[Opening MATERIAL FOR THIS TASK section]

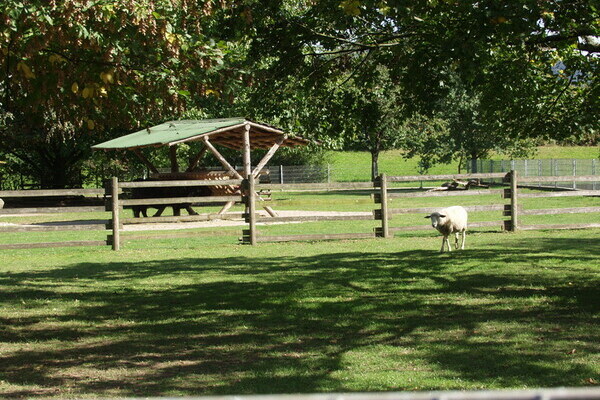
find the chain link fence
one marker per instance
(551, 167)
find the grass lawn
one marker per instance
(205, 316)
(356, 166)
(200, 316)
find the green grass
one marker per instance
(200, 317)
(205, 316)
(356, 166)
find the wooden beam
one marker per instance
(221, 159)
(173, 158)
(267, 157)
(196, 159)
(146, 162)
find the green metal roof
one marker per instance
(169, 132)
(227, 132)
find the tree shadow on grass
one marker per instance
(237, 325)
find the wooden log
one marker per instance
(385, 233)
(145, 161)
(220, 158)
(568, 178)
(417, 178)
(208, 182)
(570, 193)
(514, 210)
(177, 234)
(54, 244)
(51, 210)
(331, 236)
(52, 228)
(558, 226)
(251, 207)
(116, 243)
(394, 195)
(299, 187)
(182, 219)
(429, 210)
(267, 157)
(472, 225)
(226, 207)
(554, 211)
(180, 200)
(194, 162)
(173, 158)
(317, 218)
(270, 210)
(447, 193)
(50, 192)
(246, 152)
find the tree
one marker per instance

[Closing MATERIAL FOR THIS TASK section]
[Opening MATERIAL FOR THIS TASK section]

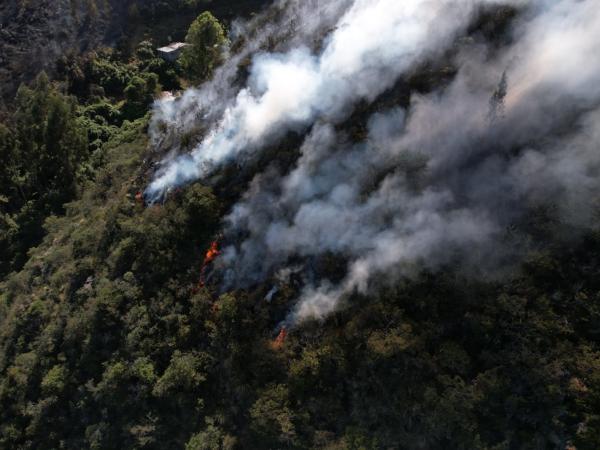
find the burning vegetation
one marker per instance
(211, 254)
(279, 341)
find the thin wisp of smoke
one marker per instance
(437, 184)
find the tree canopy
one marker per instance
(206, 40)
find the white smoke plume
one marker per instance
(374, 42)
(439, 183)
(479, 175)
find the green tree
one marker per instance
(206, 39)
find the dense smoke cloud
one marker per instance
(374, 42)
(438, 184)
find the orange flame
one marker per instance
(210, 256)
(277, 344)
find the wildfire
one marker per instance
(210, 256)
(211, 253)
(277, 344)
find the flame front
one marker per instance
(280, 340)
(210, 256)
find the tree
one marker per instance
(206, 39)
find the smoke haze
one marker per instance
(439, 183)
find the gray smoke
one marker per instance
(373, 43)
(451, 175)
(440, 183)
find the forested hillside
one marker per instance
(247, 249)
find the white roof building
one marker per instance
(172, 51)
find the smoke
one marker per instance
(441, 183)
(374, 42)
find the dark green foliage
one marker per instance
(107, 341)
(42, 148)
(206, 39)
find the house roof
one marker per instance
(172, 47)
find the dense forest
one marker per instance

[Closing MATERIAL FOR THIS TASK section]
[Opening MATERIAL FOR THIS TASK section]

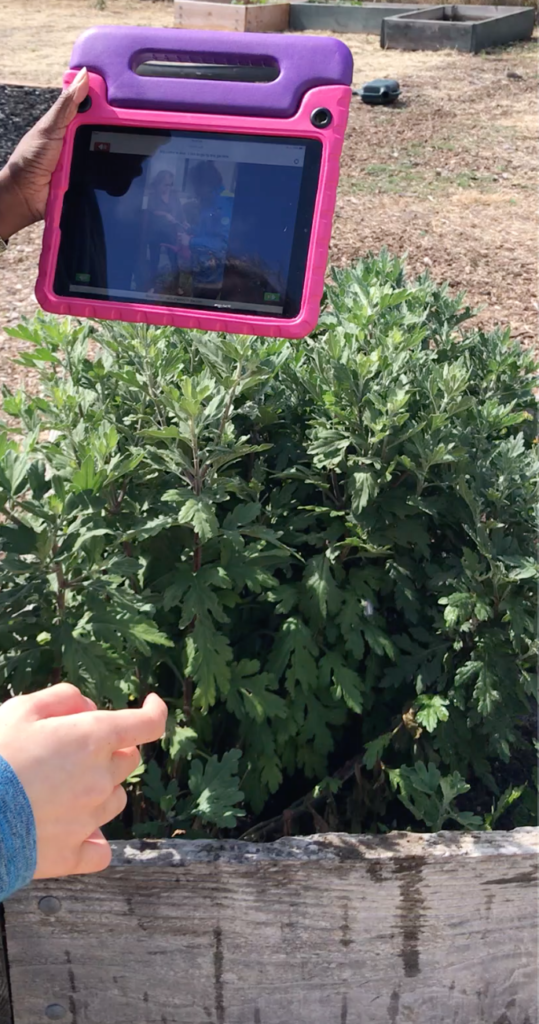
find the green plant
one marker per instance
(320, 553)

[Closing MATERIAL FOR THIS TASK section]

Would you copy, unchanged, the stretch of the records above that begins at the line containing "find the chain link fence" and ends at the line containing "find the tree shadow on grass", and only that?

** ANSWER BOX **
find the chain link fence
one marker per instance
(551, 167)
find the grass lawn
one marker per instance
(205, 316)
(356, 166)
(200, 316)
find the green grass
one marker per instance
(200, 317)
(205, 316)
(356, 166)
find the wooden beam
one marker per instance
(221, 159)
(173, 158)
(267, 157)
(196, 159)
(146, 162)
find the green metal roof
one marker per instance
(169, 132)
(227, 132)
find the tree shadow on grass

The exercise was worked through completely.